The reply should contain all of the data below, word for word.
———
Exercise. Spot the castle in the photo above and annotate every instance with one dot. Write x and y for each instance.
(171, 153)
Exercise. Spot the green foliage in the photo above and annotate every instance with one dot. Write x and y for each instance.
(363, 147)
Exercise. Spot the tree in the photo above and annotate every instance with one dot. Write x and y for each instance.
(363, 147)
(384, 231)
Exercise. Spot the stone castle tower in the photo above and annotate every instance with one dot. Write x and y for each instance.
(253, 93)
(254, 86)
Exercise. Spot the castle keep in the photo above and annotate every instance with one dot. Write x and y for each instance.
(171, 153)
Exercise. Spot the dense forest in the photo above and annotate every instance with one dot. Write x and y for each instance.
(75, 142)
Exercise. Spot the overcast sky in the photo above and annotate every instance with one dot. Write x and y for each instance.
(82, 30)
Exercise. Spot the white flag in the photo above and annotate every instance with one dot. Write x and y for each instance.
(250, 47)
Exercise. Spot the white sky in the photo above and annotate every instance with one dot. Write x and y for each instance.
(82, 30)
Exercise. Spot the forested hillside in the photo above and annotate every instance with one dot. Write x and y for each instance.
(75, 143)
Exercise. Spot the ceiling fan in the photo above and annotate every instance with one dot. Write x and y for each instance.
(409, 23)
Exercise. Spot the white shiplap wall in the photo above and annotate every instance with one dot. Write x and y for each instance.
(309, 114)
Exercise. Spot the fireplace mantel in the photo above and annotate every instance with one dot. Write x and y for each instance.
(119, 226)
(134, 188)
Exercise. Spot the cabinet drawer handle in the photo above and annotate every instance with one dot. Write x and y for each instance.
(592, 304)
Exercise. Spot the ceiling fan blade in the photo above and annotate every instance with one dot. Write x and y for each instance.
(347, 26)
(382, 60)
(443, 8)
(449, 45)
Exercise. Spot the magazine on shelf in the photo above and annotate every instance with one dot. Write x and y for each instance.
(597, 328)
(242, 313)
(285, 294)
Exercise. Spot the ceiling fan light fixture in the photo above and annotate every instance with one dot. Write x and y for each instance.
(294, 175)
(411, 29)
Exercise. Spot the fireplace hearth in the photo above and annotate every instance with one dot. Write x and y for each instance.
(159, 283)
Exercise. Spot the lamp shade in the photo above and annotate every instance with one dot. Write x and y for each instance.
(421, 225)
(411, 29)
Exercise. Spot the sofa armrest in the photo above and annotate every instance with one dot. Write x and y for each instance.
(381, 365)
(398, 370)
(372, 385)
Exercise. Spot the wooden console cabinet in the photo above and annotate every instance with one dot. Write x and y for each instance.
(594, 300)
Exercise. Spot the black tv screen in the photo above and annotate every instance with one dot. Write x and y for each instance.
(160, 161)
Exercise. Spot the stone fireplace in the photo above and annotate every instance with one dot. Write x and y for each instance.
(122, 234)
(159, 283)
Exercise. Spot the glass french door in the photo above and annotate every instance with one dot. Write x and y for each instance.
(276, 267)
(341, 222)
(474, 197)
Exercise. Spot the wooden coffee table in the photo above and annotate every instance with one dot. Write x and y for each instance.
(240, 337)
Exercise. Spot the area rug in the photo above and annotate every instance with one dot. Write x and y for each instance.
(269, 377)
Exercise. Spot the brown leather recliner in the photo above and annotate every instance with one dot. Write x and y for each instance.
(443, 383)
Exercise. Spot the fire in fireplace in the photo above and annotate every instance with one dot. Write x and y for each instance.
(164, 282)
———
Solved problem ▸
Exercise. Spot the castle in the photo above and annotate every instance with one dot. Write x and y for each instance.
(171, 153)
Exercise. Spot the green foliage in the photo above and annotate every instance with one dot. Write x and y for each instance.
(363, 147)
Exercise. Spot the tree in the photo above and annotate every instance with one dot. Write x and y for each instance.
(363, 147)
(384, 231)
Exercise. Spot the stone castle tower in the photo above and annotate every instance with one dot. Write x and y for each instance.
(253, 93)
(254, 86)
Exercise. Spot the castle keep in the photo above and annotate every instance with one dot. Write x and y for each instance.
(171, 153)
Exercise. Spot the dense forest in the photo above and annotate every instance with one dot. Write x and y for each instance.
(75, 142)
Exercise. Spot the overcast sky in the photo above and annotate every instance with one dot. Write x and y for each instance.
(82, 30)
Exercise. Spot the white flag in the photo above and annotate every instance with one dot. Write x and y for each instance.
(250, 47)
Exercise. Spot the white sky in the photo above and annotate every instance with one dot. Write x and y for each instance.
(82, 30)
Exercise. Spot the forested hillside in the photo above and annotate every instance with one dot. Write x and y for each instance.
(75, 143)
Exercise. Spot the ceiling fan in the photo above and annotate every instance with one dot. Write x and y for each instance.
(409, 23)
Exercise. Spot the white shiplap wall in the photo above and annotate every instance with one dot. Write x and y for each instance.
(309, 114)
Exercise. Spot the fireplace mantel in the photo above and annotate every instance with one dot. Write x and y for each instance.
(119, 226)
(134, 188)
Exercise. Spot the cabinet drawer handle in the photo above and annotate every instance with one dot. Write x and y for each instance.
(592, 304)
Exercise. Spot the ceiling fan blade in the photo above and annotate every instance with one dot. Write x and y for each instance.
(347, 26)
(382, 60)
(443, 8)
(449, 45)
Exercise. Spot the magazine on shelf in the photo above and annotate every instance with one dot. Write x and y for each instance.
(597, 328)
(242, 313)
(285, 294)
Exercise. Spot the ceiling fan light fixture in the photo above and annotate every instance with one dot. Write x and y for each instance.
(294, 175)
(411, 29)
Exercise. Spot the fireplace hearth in the photo above and annotate every instance with one dot. Write x and y for each instance.
(159, 283)
Exercise. Spot the lamp shade in the photo above and annotate every instance with one dot. Write x and y for each instance.
(421, 225)
(411, 29)
Exercise. Spot the sofa armrest in the photo above and annotate every instance with one dot. Write x and y for each instance.
(381, 365)
(398, 370)
(372, 385)
Exercise. Spot the wooden console cabinet in the photo above and annotate every instance with one dot. Write x and y for each instance.
(594, 300)
Exercise. Spot the black tv screen in the photo above and annotate every instance with one dot. Write x and y for each instance.
(160, 161)
Exercise. Spot the stone fireplace in the photo above and annotate every instance with one dot. Write x and y for each instance.
(122, 234)
(159, 283)
Exercise. Spot the glass french door in the photo above and annotate every instance with one dot. Write x and y for each instance.
(276, 267)
(341, 222)
(474, 197)
Exercise. Spot the wooden coffee table in the photo above and annotate every instance with one dot. Write x and y for each instance.
(240, 337)
Exercise. Spot the area rug in the photo above and annotate every instance with one dot. Write x and y for each instance.
(269, 377)
Exercise. Spot the brown leather recliner in the photo above and annotate every instance with one dot. Write x and y for each instance.
(443, 383)
Exercise. Spot the fire in fireplace in the photo above and annotate every instance with one dot. Write x and y for each instance.
(164, 282)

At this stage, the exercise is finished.